Tax Greed Killing Marijuana Retail in Washington State
Medical marijuana supporters in Washington State are reeling from the passage of Senate Bill 5052. The bill was designed to provide regulation to the untamed medical marijuana industry that was undercutting the intent of Initiative 502, the legalization law in the Evergreen State.
Because of this new law, hundreds of retail medical marijuana outlets will be shuttered. Patients who had been allowed to cultivate 15 cannabis plants and possess 24 ounces of marijuana will now be reduced to just six plants and three ounces, if they join a newly-created voluntary registry. Ten-person collective gardens producing 45 plants that any patient 18 and older could join now become four-person cooperatives increased to 60 plants for patients 21 and older only.
The rationale offered by legislators was that without these changes, the recreational marijuana system was in danger of failure and the black market will thrive. Why would someone visit one of the few I-502 retail outlets and pay $25 per gram for marijuana, they figured, when with a medical marijuana recommendation, someone could visit far more unlicensed dispensaries and pay $10 per gram for marijuana? Indeed, Washington State has almost two million more people than Colorado, yet the tax revenues in Colorado and in Washington for April 2015 were both nearly $9 million.

# What is needed:
Transcribe the part of the Washington marijuana article that opens with the words containing "The rationale offered" and closes with "nearly $9 million.".

# Listed entries:
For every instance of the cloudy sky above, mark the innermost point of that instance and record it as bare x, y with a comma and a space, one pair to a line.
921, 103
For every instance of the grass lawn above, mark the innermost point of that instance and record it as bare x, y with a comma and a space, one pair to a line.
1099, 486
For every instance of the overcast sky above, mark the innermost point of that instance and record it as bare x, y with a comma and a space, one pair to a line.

...

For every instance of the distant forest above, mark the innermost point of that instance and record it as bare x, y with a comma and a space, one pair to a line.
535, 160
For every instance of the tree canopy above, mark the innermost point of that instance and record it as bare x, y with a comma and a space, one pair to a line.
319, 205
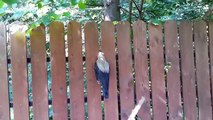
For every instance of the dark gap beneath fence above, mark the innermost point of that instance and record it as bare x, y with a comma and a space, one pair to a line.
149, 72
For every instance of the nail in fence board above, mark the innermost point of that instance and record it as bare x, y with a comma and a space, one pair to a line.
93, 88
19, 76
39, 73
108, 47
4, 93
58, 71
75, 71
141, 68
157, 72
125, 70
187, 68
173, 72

# Solution for this task:
The rationale offered by legislators was that without these changes, the recreational marijuana system was in danger of failure and the black market will thrive. Why would someone visit one of the few I-502 retail outlets and pay $25 per gram for marijuana, they figured, when with a medical marijuana recommendation, someone could visit far more unlicensed dispensaries and pay $10 per gram for marijuana? Indeed, Washington State has almost two million more people than Colorado, yet the tax revenues in Colorado and in Washington for April 2015 were both nearly $9 million.